_Série d'exercices_
1. Dites si chacune des affirmations suivantes s'accorde avec le texte sur le métier de mathématicien : (a) le billet se propose d'expliquer du contenu mathématique ; (b) selon le billet, il n'existe pas vraiment de pratique « typique » du métier de mathématicien ; (c) le billet renvoie certains sujets, dont la communauté mathématicienne, à un éventuel billet ultérieur. Répondez par oui ou par non en citant les mots du texte qui permettent de trancher.
2. Poursuivez le texte sur le métier de mathématicien à partir de sa dernière ligne.

_Texte proposé_

Ce billet s'adresse au grand public et se veut donc compréhensible par tous[#]. Je vais parler de maths, pour une fois il ne s'agit pas de faire de la vulgarisation mathématique[#2] au sens où je ne vais pas expliquer du contenu mathématique, mais plutôt tenter de parler de « ce que ça fait de faire des maths », i.e., essayer de dire un mot sur comment les mathématiciens « pensent » les maths et en quoi consiste notre métier. Et peut-être en profiter pour dissiper quelques malentendus ou quelques idées reçues sur les mathématiciens ou la recherche en mathématiques.
[#] À l'exception de quelques brefs passages essentiellement limités aux notes en bas de paragraphe (où je ferai parfois référence à un concept technique), passages que je pense qu'on n'aura aucune difficulté à identifier et à ignorer si on ne les comprend pas.
[#2] Ni même de la méta-vulgarisation comme j'ai pu le faire ici, mais ça va rejoindre un peu certaines choses que je raconte dans ce billet.
Il va de soi que ce but est trop ambitieux pour que je puisse le mener avec succès. D'abord parce que tenter de parler de comment on fait des maths sans parler de maths revient, forcément, à brasser de l'air en agitant les mains. Ensuite, parce qu'il n'y a pas vraiment de pratique « typique » du métier de mathématicien (comme il n'y a pas de pratique « typique » de celui d'écrivain), donc je peux au mieux parler de la mienne (donc celle d'un mathématicien possiblement médiocre) en essayant de faire remarquer ce que je crois être plus ou moins partagé par mes collègues. Enfin, parce que j'avais de toute façon trop de choses à dire et que j'ai arrêté un peu quand j'en avais marre d'écrire, donc je relègue plein de choses (sur la communauté mathématicienne, notamment) à un éventuel billet ultérieur.
(Plan :)
- Quelques idées reçues
- L'abstraction et la généralité
- La beauté des mathématiques
- Les mathématiques existent-elles ?
- L'exploration d'un palais
- L'efficacité des mathématiques
- Que fait donc le mathématicien ?
- Comment trouver les questions
- La fabrique des théorèmes
- Formes et fonctions de la preuve
- Rigueur et intuition
- Deux exemples de raisonnements mathématiques
- Comment trouve-t-on des démonstrations ?
- La rédaction
- Fragmentation disciplinaire
- Fin (provisoire ?)

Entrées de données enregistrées
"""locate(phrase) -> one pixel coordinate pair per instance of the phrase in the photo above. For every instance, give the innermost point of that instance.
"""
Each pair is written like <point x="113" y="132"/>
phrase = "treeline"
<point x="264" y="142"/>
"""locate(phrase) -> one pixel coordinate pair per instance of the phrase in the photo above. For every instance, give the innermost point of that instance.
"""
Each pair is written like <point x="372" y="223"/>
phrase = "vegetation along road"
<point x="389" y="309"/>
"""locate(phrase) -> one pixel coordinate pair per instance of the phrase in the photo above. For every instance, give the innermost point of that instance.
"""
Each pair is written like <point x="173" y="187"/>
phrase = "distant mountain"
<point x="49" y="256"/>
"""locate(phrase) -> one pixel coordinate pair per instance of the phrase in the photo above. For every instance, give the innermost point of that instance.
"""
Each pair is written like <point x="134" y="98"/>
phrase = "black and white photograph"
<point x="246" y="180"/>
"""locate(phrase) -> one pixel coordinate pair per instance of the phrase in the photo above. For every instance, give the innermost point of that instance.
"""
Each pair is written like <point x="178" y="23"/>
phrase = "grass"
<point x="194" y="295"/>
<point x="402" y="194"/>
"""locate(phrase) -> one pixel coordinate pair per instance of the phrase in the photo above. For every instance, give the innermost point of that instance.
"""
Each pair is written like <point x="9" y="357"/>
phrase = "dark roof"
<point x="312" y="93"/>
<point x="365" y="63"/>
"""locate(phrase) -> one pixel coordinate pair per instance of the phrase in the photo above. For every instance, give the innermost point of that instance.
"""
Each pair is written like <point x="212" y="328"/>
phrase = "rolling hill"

_Corrigé de l'exercice_
1.
(a) Non : « je ne vais pas expliquer du contenu mathématique ».
(b) Oui : « il n'y a pas vraiment de pratique « typique » du métier de mathématicien ».
(c) Oui : « je relègue plein de choses (sur la communauté mathématicienne, notamment) à un éventuel billet ultérieur ».

2.
☞ Quelques idées reçues
Peut-être que je devrais commencer par dissiper des idées reçues courantes[#3] sur les mathématiciens ou les mathématiques, même si j'imagine que le lectorat de ce blog, quand bien même il n'est pas lui-même scientifique, a au moins des idées un peu moins approximatives que le grand public moyen à ce sujet.
[#3] Enfin, des idées reçues que je crois que le grand public a sur les mathématiciens. Parce que, honnêtement, je ne suis pas le mieux informé à ce sujet (même si j'ai pu en discuter de temps en temps avec des gens croisés au hasard — un chauffeur de taxi, un coiffeur, un moniteur d'auto-école, un médecin, un voisin dans le RER, etc. ; et bien sûr je vois l'image que toutes sortes de fictions donnent du mathématicien, qui doivent bien refléter une forme d'imaginaire collectif, au moins tel qu'il se manifeste dans l'esprit des écrivains ou scénaristes). Mais il n'est pas exclu que j'aie des idées reçues au sujet des idées reçues des gens sur les mathématiciens.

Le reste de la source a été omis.